**Texte à lire**.
==================================================

Impossible de prétendre faire de l’UX sans interroger son client. Or poser LA bonne question est un ART à part entière dont la science s’appelle la Questiologie. Un bon questionnaire permet de modéliser le comportement du consommateur et de prédire sont comportement futur.

Alors comment poser les bonnes questions ? Quels sont les principaux biais et pièges ? Et comment les éviter ? Comment interpréter les réponses ? 

Albert Einstein disait : « Si j’avais une heure pour résoudre une problème, je passerais 55 minutes à définir le problème et seulement 5 minutes pour trouver une solution ».
Qu’il s’agisse d’explorer ou de valider un produit/service au travers un interview, un test produit ou un questionnaire on line, la science du questionnement est un incontournable de l’expérience utilisateur.
Poser LA bonne question, choisir les bons mots, la bonne formulation et employer l’échelle adéquate pour explorer ou pour valider est tout un art.

  1. Introduction à la questiologie

Qu’il s’agisse d’une entretien, d’une table ronde, d’un test produit ou d’un questionnaire on line, il est déterminant de savoir poser les questions au risque d’influencer les réponses et d’obtenir des réponses inexploitable et non représentatives de la vraie vie.  Ecrire un questionnaire est un processus itératif, il faut bien prendre le temps de le construire au risque de ne pas pouvoir exploiter les résultats.

Quelque soit la méthode que vous allez utiliser (table ronde, on line,…), les étapes sont toujours les mêmes :

  • Définir ce que l’on veut savoir, le plus précisément possible (avec la méthode 5why)
  • Ecrire les définitions précises de chaque mot (confort, facilité, qualité,…)  en se méfiant des concepts trop généralistes (aime/aime pas).
  • Ecrire plusieurs versions d’une même question (que pensez-vous de l’aspect…, comment jugez vous de la qualité…)
  • Définir les échelles les plus adaptées (choisir la bonne granularité : oui/non, Likert en 5 points,…)
  • Choisir la séquence des questions (l’ordre est très important pour pallier à l’effet d’amorçage)
  • Tester le questionnaire sur aux moins 3 personnes
  • Vérifier l’exploitabilité des résultats

2. Les erreurs les plus fréquentes

  • Utiliser un vocabulaire d’expert (ex : que pensez-vous de l’utilisabilité de l’application?)

==================================================

**Tâche 1**.
Recopiez, dans le texte sur la questiologie, tout ce qui va de « 1. Introduction à » jusqu'à « la méthode 5why) ».
**Tâche 2**.
D'après le texte sur la questiologie, sur combien de personnes au minimum faut-il tester un questionnaire ?
**Tâche 3**.
Donnez la suite du texte sur la questiologie, à partir de sa dernière phrase.

==================================================

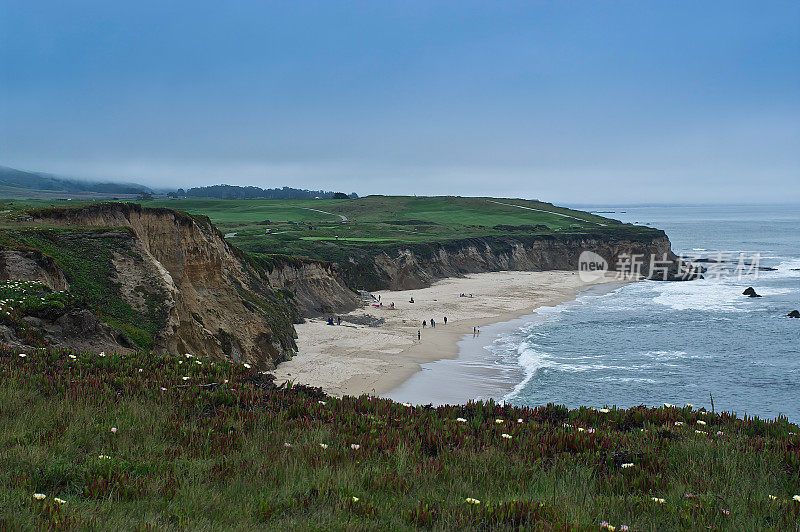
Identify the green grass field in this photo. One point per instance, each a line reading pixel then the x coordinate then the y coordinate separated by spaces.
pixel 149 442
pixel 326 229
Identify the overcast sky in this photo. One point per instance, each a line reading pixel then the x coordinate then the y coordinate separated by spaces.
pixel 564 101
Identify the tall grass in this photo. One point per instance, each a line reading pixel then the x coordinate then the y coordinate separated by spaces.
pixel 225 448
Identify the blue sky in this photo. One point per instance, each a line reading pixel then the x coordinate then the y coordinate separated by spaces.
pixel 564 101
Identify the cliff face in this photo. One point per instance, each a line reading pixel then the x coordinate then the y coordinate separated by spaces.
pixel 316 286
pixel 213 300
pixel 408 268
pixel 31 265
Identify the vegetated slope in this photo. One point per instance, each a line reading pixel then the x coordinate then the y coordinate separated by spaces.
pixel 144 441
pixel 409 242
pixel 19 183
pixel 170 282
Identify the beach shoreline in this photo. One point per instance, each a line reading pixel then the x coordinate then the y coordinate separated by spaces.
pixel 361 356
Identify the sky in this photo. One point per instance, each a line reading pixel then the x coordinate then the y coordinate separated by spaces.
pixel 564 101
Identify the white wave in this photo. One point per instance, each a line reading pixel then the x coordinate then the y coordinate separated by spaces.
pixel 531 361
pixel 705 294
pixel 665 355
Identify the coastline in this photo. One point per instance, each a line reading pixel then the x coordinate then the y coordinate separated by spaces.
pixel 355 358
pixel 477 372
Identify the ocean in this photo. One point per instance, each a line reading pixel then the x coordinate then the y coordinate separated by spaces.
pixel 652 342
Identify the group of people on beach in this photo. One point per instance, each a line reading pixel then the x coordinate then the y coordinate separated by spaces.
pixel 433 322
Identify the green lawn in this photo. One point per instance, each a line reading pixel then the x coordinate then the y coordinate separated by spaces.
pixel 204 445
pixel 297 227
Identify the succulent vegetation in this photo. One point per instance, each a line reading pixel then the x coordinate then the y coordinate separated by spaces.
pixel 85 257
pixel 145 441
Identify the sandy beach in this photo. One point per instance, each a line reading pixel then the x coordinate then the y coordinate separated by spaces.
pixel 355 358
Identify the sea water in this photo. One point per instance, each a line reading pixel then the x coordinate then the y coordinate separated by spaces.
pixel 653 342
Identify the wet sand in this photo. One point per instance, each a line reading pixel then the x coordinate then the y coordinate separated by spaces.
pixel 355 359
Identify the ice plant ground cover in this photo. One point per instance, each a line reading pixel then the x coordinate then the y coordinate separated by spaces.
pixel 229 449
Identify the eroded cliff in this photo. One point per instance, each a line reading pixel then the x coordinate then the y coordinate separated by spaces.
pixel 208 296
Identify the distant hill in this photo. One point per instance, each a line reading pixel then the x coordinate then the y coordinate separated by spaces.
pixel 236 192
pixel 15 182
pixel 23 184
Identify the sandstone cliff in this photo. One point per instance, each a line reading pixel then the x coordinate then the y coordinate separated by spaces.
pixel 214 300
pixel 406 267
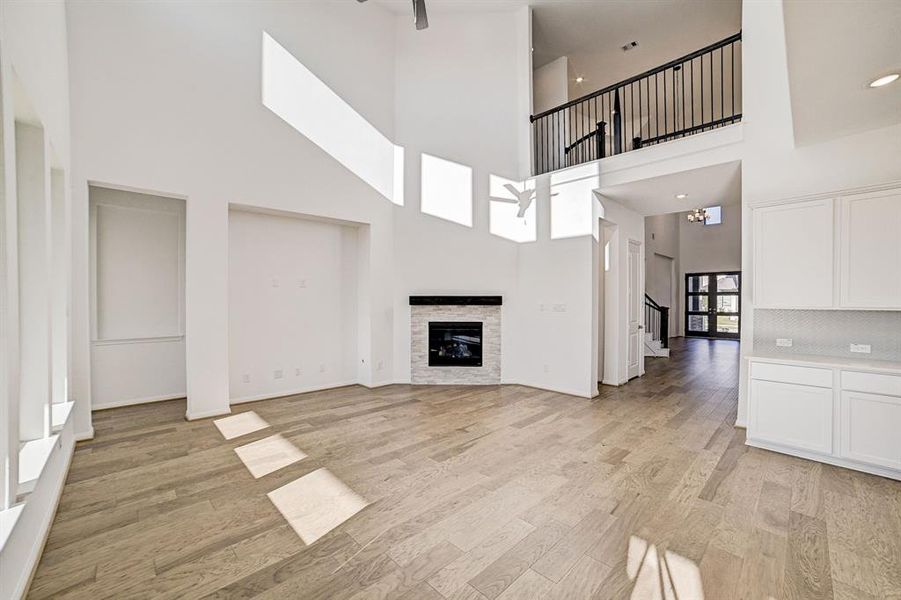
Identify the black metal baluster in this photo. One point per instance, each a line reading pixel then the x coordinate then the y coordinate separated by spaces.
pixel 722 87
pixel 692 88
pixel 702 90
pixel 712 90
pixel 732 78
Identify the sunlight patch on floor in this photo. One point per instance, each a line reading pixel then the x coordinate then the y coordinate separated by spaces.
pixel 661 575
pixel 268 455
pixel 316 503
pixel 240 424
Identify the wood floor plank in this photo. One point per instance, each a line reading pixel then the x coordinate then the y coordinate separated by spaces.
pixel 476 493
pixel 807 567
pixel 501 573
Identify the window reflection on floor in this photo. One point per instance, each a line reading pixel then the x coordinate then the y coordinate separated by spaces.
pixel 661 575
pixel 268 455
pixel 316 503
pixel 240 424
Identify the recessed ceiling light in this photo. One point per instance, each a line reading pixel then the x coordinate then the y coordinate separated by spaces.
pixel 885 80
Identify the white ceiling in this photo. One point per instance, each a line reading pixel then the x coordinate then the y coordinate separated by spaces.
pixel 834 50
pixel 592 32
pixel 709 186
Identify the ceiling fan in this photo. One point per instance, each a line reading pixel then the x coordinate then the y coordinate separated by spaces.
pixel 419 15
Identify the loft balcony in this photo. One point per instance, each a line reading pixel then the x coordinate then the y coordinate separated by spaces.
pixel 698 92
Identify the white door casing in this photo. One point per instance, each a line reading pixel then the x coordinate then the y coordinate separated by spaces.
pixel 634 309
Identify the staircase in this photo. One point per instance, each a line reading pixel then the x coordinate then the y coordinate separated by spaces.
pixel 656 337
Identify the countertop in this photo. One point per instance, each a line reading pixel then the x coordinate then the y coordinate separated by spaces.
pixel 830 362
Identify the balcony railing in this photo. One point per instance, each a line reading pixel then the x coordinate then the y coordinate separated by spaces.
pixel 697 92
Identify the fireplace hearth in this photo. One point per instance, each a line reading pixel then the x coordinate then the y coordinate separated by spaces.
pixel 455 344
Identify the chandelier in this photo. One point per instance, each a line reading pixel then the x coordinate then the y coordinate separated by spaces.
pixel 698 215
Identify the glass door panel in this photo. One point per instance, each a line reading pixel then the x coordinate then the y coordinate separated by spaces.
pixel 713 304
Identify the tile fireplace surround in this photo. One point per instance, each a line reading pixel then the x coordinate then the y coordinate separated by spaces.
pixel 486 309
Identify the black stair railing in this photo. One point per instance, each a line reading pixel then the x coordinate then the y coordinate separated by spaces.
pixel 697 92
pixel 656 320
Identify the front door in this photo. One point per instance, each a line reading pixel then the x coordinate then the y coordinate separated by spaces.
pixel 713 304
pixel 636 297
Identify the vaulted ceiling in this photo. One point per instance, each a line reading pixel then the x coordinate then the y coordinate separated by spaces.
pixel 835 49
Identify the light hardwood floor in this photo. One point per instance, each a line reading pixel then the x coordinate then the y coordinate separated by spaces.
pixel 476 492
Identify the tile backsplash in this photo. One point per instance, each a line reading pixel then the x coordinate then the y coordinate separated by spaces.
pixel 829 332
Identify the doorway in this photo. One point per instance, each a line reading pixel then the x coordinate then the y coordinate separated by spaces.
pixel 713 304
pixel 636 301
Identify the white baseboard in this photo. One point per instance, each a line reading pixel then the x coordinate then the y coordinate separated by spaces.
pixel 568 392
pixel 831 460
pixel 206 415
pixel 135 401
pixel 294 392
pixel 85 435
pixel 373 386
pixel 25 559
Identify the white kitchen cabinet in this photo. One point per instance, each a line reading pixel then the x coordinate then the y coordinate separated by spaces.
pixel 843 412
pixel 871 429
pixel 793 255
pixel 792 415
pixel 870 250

==================================================

**Réponse 1**.
1. Introduction à la questiologie

Qu’il s’agisse d’une entretien, d’une table ronde, d’un test produit ou d’un questionnaire on line, il est déterminant de savoir poser les questions au risque d’influencer les réponses et d’obtenir des réponses inexploitable et non représentatives de la vraie vie.  Ecrire un questionnaire est un processus itératif, il faut bien prendre le temps de le construire au risque de ne pas pouvoir exploiter les résultats.

Quelque soit la méthode que vous allez utiliser (table ronde, on line,…), les étapes sont toujours les mêmes :

  • Définir ce que l’on veut savoir, le plus précisément possible (avec la méthode 5why)

**Réponse 2**.
Sur au moins trois personnes.

**Réponse 3**.
  • Se tromper dans l’échelle (ex : Oui-Non, de 1 à 5, jamais parfois souvent toujours, d’accord, pas d’accord)
  • Poser des questions orientées  (ex : Voulez-vous être en bonne santé ? (réponse OUI)
  • Faire des questionnaires compliqués
  • Proposer trop de choix de réponses (à partir de 8, l’attention décroche)
  • Oublier des choix de réponses
  • Faire des questionnaires trop long (on perd alors la capacité d’attention et la qualité de la réponse)
  • Etre trop général : est-ce facile à utiliser ? (Que veut dire facile ? simple, rapide, ou intuitif?)
  • Ne pas interviewer la bonne cible client
  • Se tromper dans l’ordre des questions
  • Utiliser trop de questions ouvertes
  • Prendre les réponses pour argent comptant sans creuser. Une personne déclare faire du sport 2 fois par semaine surestime sa pratique…
  • Certaines personnes n’aiment pas choisir les extrêmes sur les échelles, n’hésitez pas à l’amplifier
  • Inventer des questionnaires alors qu’il en existe déjà. (ex : il existe déjà des échelles de mesure de la familiarité face à un produit)
  • Prendre le répondant pour un imbécile en posant des questions triviales

Cas pratique: Je veux interroger mes clients sur la facilité et la qualité de mes produits et savoir si le client acheterait ce que je lui propose.

  • Trouvez-vous le produit : très compliqué 0……..10 Très facile
  • Trouvez-vous le produit : Très bas de gamme 0…….10  très qualitatif 
  • Acheteriez-vous le produit ? Oui / Non

Si vous faites évaluer la facilité et la qualité d’un produit en premier et que le client répond une note élevée (ex : 9/10), il aura du mal à choisir virtuellement de ne pas acheter le produit (dissonnance cognitive) pour rester cohérent avec ses décisions préalables.

Inversement si on demande d’abord l’intention d’achat (admettons qu’il dise non), cela influence les réponses suivantes (la facilité, la qualité auront des scores plus bas).

  • Acheteriez-vous le produit ?

Oui / Non

  • Trouvez-vous le produit :

très compliqué 0……..10 Très facile

  • Trouvez-vous le produit :

Très bas de gamme 0…….10  très qualitatif

Idéalement, il faudra éloigner /séparer les questions d’évaluation et les questions de décisions.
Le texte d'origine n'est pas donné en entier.